EXTRACTED RECORDS below:

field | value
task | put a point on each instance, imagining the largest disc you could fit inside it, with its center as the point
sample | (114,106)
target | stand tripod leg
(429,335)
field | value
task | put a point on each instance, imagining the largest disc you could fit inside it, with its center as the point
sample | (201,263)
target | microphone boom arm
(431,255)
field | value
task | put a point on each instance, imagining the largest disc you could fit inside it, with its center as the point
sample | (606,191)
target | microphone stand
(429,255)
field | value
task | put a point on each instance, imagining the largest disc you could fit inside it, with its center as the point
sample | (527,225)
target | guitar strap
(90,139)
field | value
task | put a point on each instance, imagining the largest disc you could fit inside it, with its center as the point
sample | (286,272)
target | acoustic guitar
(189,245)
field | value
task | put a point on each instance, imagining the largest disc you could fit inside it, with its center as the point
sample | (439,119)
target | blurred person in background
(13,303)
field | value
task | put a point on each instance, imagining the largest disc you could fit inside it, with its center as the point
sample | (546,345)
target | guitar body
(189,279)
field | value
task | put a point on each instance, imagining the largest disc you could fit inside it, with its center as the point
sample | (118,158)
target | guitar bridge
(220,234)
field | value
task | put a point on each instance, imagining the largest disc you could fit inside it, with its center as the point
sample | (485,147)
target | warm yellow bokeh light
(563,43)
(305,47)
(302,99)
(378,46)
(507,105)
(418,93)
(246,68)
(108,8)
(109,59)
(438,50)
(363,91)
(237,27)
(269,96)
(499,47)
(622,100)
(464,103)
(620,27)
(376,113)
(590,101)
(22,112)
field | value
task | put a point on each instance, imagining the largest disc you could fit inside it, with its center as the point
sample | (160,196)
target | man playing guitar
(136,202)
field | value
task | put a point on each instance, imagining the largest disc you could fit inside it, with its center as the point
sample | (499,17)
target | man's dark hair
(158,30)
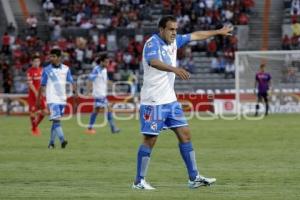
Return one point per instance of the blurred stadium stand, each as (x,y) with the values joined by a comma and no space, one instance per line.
(84,29)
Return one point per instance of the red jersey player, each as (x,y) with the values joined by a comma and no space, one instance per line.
(34,74)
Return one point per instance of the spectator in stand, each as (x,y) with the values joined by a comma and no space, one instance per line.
(243,19)
(212,48)
(286,43)
(11,29)
(294,42)
(229,69)
(295,7)
(247,5)
(5,43)
(222,64)
(48,6)
(102,46)
(32,24)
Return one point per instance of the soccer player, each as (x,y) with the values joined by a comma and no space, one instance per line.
(34,74)
(262,84)
(159,107)
(54,79)
(99,79)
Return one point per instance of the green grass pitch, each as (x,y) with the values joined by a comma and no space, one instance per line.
(250,159)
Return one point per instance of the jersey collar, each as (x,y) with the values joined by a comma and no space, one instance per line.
(161,41)
(56,67)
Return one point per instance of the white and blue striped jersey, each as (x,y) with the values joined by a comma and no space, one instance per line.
(158,86)
(99,78)
(55,80)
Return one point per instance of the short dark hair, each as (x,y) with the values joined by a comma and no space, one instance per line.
(164,20)
(101,58)
(56,52)
(262,65)
(35,56)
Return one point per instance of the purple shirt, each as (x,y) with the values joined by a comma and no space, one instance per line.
(263,80)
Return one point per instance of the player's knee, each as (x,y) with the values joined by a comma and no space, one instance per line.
(149,140)
(185,134)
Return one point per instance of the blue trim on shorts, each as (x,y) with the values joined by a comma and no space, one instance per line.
(154,118)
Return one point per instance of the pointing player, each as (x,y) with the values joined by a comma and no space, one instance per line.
(159,106)
(54,79)
(34,74)
(99,80)
(263,84)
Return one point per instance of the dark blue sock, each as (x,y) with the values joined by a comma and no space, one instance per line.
(188,155)
(92,119)
(143,160)
(111,120)
(58,130)
(52,135)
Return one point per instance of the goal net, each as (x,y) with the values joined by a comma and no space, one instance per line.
(284,68)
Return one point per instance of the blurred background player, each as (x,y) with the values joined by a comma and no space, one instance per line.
(262,84)
(159,106)
(98,77)
(55,78)
(34,74)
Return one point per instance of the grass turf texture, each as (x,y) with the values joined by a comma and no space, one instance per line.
(250,159)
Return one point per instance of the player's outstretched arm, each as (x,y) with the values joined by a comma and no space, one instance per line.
(157,64)
(201,35)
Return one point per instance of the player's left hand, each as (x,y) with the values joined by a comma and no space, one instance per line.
(226,30)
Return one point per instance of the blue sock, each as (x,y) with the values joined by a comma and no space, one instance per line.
(52,135)
(188,155)
(58,130)
(111,121)
(143,160)
(92,119)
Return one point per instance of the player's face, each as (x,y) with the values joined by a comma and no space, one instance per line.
(36,62)
(169,32)
(54,59)
(105,63)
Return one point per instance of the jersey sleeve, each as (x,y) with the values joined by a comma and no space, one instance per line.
(182,40)
(29,76)
(69,76)
(151,51)
(44,78)
(269,77)
(256,77)
(93,74)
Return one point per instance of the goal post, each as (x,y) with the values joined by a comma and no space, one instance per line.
(284,67)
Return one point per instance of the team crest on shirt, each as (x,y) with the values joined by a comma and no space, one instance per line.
(153,126)
(149,45)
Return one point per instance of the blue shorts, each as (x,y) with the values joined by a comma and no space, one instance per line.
(154,118)
(101,102)
(56,110)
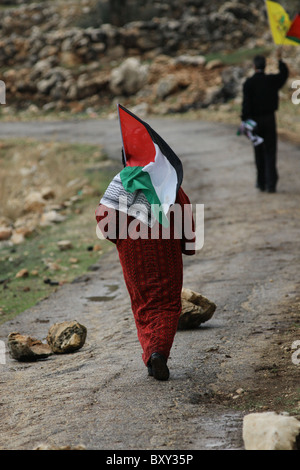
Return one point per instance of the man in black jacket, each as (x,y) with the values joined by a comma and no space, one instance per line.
(260,102)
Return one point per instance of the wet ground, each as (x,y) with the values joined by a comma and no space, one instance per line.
(239,361)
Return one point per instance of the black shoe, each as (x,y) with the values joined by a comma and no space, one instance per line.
(260,187)
(159,368)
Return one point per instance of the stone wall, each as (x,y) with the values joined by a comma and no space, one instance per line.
(48,61)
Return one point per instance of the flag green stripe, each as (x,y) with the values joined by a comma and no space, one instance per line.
(134,178)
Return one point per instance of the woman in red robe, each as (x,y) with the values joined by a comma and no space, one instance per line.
(153,273)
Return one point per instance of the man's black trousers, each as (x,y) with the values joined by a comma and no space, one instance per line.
(266,153)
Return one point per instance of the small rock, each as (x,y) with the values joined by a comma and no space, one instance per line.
(22,273)
(34,202)
(66,337)
(270,431)
(17,238)
(52,217)
(196,309)
(24,348)
(48,193)
(64,245)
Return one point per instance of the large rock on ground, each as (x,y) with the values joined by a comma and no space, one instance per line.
(271,431)
(23,348)
(129,78)
(66,337)
(196,309)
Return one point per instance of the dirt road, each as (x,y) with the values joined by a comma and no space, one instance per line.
(101,396)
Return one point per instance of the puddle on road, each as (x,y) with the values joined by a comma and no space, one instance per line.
(105,298)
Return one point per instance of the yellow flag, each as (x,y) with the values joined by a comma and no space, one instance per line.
(280,24)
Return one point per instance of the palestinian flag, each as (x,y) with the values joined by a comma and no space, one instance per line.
(151,165)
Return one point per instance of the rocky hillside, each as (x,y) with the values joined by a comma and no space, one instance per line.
(79,56)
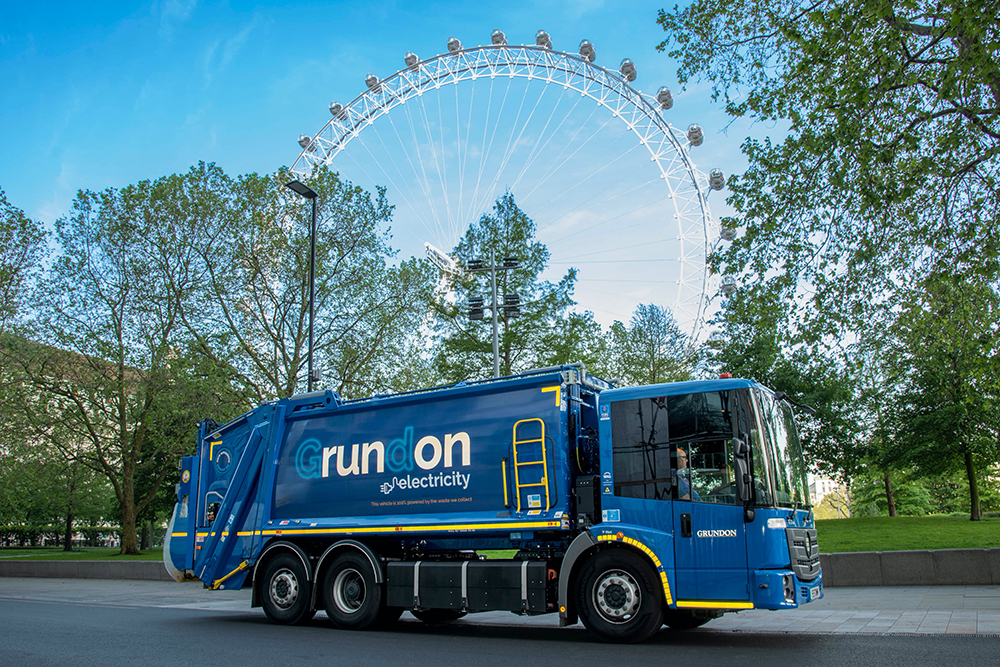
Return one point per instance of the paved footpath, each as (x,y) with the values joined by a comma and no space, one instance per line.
(879,610)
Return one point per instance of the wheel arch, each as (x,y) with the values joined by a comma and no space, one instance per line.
(582,549)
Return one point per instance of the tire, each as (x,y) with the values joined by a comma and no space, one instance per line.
(438,616)
(618,597)
(352,598)
(677,619)
(285,590)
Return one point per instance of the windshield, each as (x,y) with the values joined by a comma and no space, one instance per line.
(783,452)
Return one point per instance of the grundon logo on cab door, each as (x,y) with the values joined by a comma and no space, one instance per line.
(729,532)
(313,460)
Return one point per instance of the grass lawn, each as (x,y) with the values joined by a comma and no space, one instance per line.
(882,533)
(87,553)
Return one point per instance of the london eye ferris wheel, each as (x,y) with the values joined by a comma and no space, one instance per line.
(609,182)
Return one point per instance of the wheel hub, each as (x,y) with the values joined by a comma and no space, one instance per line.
(349,590)
(284,588)
(617,596)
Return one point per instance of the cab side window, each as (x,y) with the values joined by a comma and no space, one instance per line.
(641,450)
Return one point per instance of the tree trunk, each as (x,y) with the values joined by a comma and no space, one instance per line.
(129,544)
(68,542)
(975,513)
(889,496)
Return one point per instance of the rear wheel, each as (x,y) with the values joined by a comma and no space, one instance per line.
(619,598)
(438,616)
(352,598)
(284,591)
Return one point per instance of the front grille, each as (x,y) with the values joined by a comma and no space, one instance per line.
(803,549)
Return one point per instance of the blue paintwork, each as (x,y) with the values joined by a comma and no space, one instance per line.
(267,474)
(711,565)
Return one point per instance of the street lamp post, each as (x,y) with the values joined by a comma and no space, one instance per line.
(307,192)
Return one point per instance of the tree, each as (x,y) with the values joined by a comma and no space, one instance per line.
(22,248)
(888,170)
(750,341)
(651,349)
(950,350)
(544,334)
(893,143)
(251,306)
(106,378)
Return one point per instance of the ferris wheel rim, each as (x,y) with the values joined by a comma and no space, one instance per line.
(608,80)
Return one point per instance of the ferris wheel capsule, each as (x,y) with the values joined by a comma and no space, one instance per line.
(695,135)
(664,97)
(627,68)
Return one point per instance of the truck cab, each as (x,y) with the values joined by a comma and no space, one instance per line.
(711,476)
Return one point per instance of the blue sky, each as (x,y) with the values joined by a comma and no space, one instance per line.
(100,95)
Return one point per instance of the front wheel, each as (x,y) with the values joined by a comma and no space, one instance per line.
(619,598)
(352,598)
(437,616)
(284,591)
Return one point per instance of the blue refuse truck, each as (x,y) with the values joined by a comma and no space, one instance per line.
(546,492)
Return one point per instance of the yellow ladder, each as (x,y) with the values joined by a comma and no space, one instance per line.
(538,443)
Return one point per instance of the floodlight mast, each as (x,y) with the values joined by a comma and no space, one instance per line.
(476,266)
(305,191)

End of EXTRACTED RECORDS.

### GOAL OF THE EXERCISE
Which lines above include the string "sample"? Show them.

### OUTPUT FOR THIS TASK
sample | (114,106)
sample | (201,263)
sample | (606,191)
sample | (527,225)
sample | (286,272)
sample | (439,119)
sample | (546,345)
sample | (118,158)
sample | (485,147)
sample | (160,196)
sample | (499,17)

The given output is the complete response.